EXERCISE DIRECTIONS. Update the records below by replacing each occurrence of "Target:" with "Object:", keeping every other line and character unchanged.

○ ○ ○

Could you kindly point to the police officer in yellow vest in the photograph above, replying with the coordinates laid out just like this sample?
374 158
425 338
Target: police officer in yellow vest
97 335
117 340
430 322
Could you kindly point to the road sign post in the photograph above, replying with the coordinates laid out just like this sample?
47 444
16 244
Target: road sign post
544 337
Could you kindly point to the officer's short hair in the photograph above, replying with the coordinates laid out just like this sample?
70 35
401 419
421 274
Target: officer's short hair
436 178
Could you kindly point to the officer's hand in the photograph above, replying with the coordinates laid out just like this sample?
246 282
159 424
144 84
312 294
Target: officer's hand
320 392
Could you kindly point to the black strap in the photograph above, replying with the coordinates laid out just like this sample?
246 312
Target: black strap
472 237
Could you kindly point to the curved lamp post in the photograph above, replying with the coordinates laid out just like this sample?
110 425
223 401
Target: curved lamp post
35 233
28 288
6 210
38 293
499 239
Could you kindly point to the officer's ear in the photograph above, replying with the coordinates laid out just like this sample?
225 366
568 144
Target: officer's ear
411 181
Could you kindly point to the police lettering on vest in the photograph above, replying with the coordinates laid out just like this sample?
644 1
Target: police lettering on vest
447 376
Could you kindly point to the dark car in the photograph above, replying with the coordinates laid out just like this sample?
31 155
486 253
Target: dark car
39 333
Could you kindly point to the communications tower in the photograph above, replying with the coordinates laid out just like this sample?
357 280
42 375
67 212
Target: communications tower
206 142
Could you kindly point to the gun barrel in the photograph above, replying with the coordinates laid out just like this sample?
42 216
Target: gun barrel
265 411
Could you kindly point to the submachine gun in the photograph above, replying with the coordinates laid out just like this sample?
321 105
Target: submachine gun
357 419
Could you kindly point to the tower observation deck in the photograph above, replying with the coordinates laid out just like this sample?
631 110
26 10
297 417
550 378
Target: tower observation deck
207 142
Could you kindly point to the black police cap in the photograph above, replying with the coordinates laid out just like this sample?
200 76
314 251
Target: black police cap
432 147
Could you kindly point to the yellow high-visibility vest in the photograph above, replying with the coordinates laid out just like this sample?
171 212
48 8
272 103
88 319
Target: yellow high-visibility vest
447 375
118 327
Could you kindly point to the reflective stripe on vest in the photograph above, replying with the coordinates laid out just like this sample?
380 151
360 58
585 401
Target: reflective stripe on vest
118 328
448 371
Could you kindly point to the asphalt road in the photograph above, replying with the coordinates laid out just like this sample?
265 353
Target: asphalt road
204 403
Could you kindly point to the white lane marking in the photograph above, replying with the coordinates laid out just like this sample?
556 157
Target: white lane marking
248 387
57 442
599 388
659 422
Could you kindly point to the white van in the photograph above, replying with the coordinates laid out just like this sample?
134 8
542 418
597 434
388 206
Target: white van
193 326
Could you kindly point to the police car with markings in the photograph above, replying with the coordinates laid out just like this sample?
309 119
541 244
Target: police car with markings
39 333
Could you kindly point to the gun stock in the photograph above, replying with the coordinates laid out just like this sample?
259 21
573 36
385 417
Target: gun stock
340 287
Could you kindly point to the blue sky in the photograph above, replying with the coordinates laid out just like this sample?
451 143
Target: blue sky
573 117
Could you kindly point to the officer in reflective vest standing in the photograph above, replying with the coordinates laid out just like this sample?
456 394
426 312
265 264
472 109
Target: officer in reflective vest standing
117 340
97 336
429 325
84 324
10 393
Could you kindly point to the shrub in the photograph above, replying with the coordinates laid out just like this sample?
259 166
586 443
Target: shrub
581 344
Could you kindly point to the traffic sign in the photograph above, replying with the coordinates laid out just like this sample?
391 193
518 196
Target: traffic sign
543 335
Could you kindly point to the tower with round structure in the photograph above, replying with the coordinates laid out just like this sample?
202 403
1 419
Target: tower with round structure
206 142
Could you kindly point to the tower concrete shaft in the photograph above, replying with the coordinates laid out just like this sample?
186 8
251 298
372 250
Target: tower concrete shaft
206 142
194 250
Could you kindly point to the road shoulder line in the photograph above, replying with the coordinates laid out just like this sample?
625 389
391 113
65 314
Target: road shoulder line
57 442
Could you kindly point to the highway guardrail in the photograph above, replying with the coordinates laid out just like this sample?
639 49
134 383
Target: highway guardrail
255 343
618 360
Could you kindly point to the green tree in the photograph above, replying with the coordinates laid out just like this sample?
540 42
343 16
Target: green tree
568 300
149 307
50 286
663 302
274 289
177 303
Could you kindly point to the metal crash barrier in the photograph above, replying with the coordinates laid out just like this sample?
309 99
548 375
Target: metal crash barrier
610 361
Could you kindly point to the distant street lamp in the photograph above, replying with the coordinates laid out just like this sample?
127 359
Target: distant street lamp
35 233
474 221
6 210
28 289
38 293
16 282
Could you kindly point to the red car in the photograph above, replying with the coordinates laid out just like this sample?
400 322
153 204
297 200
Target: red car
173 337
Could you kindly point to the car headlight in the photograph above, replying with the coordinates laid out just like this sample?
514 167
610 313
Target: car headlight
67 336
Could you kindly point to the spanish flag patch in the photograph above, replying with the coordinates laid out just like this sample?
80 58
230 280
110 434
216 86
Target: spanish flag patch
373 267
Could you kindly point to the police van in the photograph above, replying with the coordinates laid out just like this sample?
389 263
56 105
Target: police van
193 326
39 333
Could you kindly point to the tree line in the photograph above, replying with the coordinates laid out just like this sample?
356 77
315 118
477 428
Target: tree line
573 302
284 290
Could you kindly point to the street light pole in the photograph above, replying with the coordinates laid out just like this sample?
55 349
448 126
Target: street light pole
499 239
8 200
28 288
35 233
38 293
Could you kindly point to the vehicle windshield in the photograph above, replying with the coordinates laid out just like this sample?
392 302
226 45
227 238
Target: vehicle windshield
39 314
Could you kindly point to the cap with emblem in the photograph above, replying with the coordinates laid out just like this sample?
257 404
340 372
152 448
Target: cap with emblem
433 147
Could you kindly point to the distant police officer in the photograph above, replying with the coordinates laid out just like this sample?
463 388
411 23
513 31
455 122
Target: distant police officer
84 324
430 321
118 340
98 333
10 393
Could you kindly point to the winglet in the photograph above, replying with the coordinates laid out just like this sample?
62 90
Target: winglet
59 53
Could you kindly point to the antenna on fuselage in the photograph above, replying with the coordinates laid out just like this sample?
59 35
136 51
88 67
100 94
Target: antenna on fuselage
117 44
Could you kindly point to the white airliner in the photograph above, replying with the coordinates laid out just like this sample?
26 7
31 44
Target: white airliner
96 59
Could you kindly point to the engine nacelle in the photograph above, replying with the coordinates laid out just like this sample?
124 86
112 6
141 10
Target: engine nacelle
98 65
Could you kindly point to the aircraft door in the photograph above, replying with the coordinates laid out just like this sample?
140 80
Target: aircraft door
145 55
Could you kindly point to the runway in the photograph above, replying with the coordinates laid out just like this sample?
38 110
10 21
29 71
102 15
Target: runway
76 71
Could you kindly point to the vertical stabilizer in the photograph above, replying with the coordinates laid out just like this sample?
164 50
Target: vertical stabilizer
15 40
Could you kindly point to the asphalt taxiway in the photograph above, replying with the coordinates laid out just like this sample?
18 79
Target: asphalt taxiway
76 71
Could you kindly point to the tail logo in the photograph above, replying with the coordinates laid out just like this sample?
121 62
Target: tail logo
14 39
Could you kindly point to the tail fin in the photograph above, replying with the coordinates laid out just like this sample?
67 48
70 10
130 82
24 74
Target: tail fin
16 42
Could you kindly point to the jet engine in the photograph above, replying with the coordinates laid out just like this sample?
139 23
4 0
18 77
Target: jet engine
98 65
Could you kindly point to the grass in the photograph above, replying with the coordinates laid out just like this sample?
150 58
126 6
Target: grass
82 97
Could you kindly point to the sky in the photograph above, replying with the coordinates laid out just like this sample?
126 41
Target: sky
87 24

○ ○ ○

EXERCISE RESPONSE.
Could you kindly point to the police officer in yellow vest in the photograph above, replying with the coordinates laid out just like this sample?
374 158
425 338
Object: police officer in yellow vest
97 335
117 340
430 322
Could you kindly point to the road sign post in the photograph above, replying with the coordinates laid out just like this sample?
47 444
16 244
Object: road sign post
544 337
Could you kindly point to the officer's short hair in the photograph above, replying with the coordinates laid out just like this sample?
70 35
401 419
421 274
Object: officer's short hair
436 178
Could you kindly point to the officer's hand in the photograph above, replying with the coordinates laid out just like this sample?
246 282
159 424
144 84
312 294
Object: officer's hand
320 392
Could you kindly point to the black strap in the photograph above, replying with the coordinates laid out just like this sample?
246 312
Object: black strap
472 237
Could you kindly point to the curved lamp post in the photograph above, replying with the coordinates laid out just like this sample?
110 425
223 401
Object: curved lamp post
35 233
28 288
6 210
38 293
499 239
Could you kindly point to the officer's ear in the photograph above, replying with the coordinates laid out just like this sample?
225 366
568 144
Object: officer's ear
411 181
Could you kindly point to the police lettering on vest in the photograph above, replying with the coordinates laid out just like this sample?
644 1
Object: police lettering on vest
447 376
Could you kindly point to the dark car in the photograph above, replying with the coordinates laid out just like this sample?
31 155
486 253
Object: dark car
39 333
Could you kindly point to the communications tower in the photograph above, replying with the coordinates laid out just like this sample?
357 280
42 375
67 212
Object: communications tower
206 142
Could you kindly point to the gun barrel in the photograph above, replying with the coordinates laid out just like this sample?
42 216
Object: gun barrel
265 411
Could you kindly point to the submachine gun in the photograph above, replying with the coordinates laid out just like this sample?
321 105
Object: submachine gun
357 419
Could you kindly point to the tower observation deck in the photograph above, replying with the coordinates laid out just like this sample?
631 110
26 10
297 417
550 378
Object: tower observation deck
207 142
Could you kindly point to the black police cap in the photograph above, replying with the coordinates laid out just like this sample?
200 76
314 251
Object: black police cap
432 147
Could you kindly point to the yellow high-visibility vest in the photograph above, replying with the coordinates laid out just like this sample?
171 212
48 8
272 103
88 319
Object: yellow high-visibility vest
447 375
118 327
Could you kindly point to the reflective stripe on vest in the photograph above, replying with the coordinates laid out just like this sample?
380 151
360 58
585 401
Object: reflective stripe on vest
118 328
448 371
Could you kindly point to the asphalt road in the photograph above, replying with the coordinates laid out just like this sample?
265 353
Object: asphalt road
204 403
Could you kindly point to the white lane marking in the photograph above, replying with the coordinates laid out just like this sample?
556 157
Object: white lane marking
248 387
57 442
599 388
659 422
Could you kindly point to the white van in the photograph above, replying with the coordinates laid out just like this sample?
134 8
542 418
597 434
388 206
Object: white van
193 326
Could you kindly point to the police car with markings in the photograph above, replying with the coordinates laid out just like this sample?
309 119
541 244
Object: police car with markings
39 333
Could you kindly point to the gun stock in the photograph above, replying with the coordinates laid out just like this sample?
259 21
573 36
385 417
Object: gun stock
340 287
Could you kindly point to the blue sky in the photograph above, replying with the coordinates laid out just like this sample?
451 143
Object: blue sky
573 117
Could you kindly point to the officer in reflective vest standing in the photograph above, replying with the coordinates laid out just like this sample?
456 394
426 312
265 264
472 109
Object: officer in reflective vest standing
117 340
97 336
429 325
84 324
10 393
Could you kindly point to the shrub in the photograph above, replying with the coordinates laid out just like this sample?
259 166
586 443
Object: shrub
581 344
Could you kindly point to the traffic sign in the photograph above, replying with the coordinates laid out just like this sample?
391 193
518 196
Object: traffic sign
543 335
Could you kindly point to the tower with round structure in the photograph above, replying with the coordinates laid out just like this sample?
202 403
1 419
Object: tower with round structure
206 142
Could you kindly point to the tower concrete shaft in the photograph above, replying with the coordinates laid out just like this sample?
186 8
251 298
372 250
Object: tower concrete shaft
206 142
194 250
Could you kindly point to the road shoulder line in the photograph above, replying with the coordinates laid out just like this sample?
625 389
391 113
65 314
Object: road shoulder line
57 442
Could you kindly point to the highway guardrail in the photograph above, replying with the coordinates laid out just like this sample?
639 49
134 383
Object: highway guardrail
255 343
618 360
Could you kindly point to the green tree in the photograph above, replying with the coordinates laid out just like this sample?
540 42
343 16
Object: green tree
568 300
149 307
50 286
663 302
274 289
177 303
Could you kindly point to the metal crash barrier in the photograph above, replying with the coordinates laid out just like this sample?
309 99
548 375
Object: metal crash barrier
610 361
Could you kindly point to the distant street lamp in the photograph above, replying with the coordinates laid out just like this sample?
127 359
Object: distant street lamp
35 233
474 221
6 210
28 289
38 293
16 282
Could you kindly point to the red car in the photograph above, replying with the coordinates laid out just like this sample?
400 322
153 204
297 200
Object: red car
173 337
Could you kindly point to the car headlight in the photograph above, replying with the coordinates laid out just like this sample?
514 167
610 313
Object: car headlight
67 336
Could you kindly point to the spanish flag patch in the photograph above, replying with the coordinates laid out just like this sample?
80 58
230 280
110 434
216 86
Object: spanish flag patch
373 267
Could you kindly point to the police van in the photograph above, replying with the coordinates laid out just like this sample?
389 263
56 105
Object: police van
193 326
39 333
Could you kindly point to the tree line in the photograph above, replying with the coordinates laid out just like this sample?
356 77
315 118
477 428
Object: tree line
573 302
284 290
Could you kindly point to the street light pole in the photograph above, replying with the coordinates laid out just like this sample?
55 349
448 126
Object: street light pole
499 239
8 200
28 288
35 233
38 293
Could you kindly point to the vehicle windshield in the photograph above, replying with the coordinates laid out just like this sample?
392 302
226 45
227 238
Object: vehicle windshield
39 314
Could you kindly point to the cap with emblem in the photograph above, replying with the coordinates laid out just like this sample?
257 404
340 372
152 448
Object: cap with emblem
433 147
Could you kindly point to the distant police officer in the photograph above, replying with the coordinates laid out just like this sample?
463 388
411 23
513 31
455 122
Object: distant police officer
84 324
430 321
118 340
98 333
10 393
Could you kindly point to the winglet in the photograph above, replying with the coordinates laid out just like this sample?
62 90
Object: winglet
59 53
Could you kindly point to the antenna on fuselage in the photograph above, replying with the coordinates laid out just like this sample?
59 35
136 51
88 67
100 94
Object: antenna on fuselage
117 44
Could you kindly point to the white airliner in the photograph above, replying with the coordinates laid out just like this sample?
26 7
31 44
Object: white airliner
96 59
Could you kindly point to the engine nacelle in the photograph above, replying with the coordinates laid out just like this sample?
124 86
112 6
141 10
Object: engine nacelle
98 65
Could you kindly point to the aircraft door in the photograph above, replying with the coordinates laid out just like this sample?
140 80
Object: aircraft door
145 55
Could you kindly point to the runway in the photograph above, replying with the coordinates laid out just like this sample?
38 110
10 21
29 71
102 15
Object: runway
76 71
Could you kindly point to the vertical stabilizer in the photograph above, replying with the coordinates laid out just like this sample?
164 50
Object: vertical stabilizer
15 40
Could you kindly point to the asphalt taxiway in the photograph above, replying with the coordinates laid out just like this sample?
18 79
Object: asphalt taxiway
76 71
Could you kindly point to the tail logo in the photograph above, replying with the coordinates laid out just like this sample?
121 62
Object: tail logo
14 39
Could you kindly point to the tail fin in the photograph above, replying with the coordinates laid out just like this sample?
67 48
70 10
130 82
24 74
Object: tail fin
16 42
Could you kindly point to the jet engine in the photograph above, replying with the coordinates laid out just like this sample?
139 23
4 0
18 77
Object: jet engine
98 65
Could you kindly point to the grass in the photograph above, replying with the coordinates laid out just like this sample?
150 58
126 6
Object: grass
82 97
Could you kindly point to the sky in the photograph above, replying with the coordinates laid out just like this sample?
126 41
Object: sky
87 24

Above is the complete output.